▶ **Task brief**
Pull out every line of the entries below and reproduce each one unchanged, character for character.

▶ **Material shown**
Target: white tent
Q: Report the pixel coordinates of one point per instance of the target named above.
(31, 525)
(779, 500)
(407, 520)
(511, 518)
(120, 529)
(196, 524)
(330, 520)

▶ **Output of the task**
Target: white tent
Q: Report the pixel coordinates of one point per instance of the target named above.
(31, 525)
(779, 500)
(407, 520)
(511, 518)
(120, 529)
(196, 524)
(330, 520)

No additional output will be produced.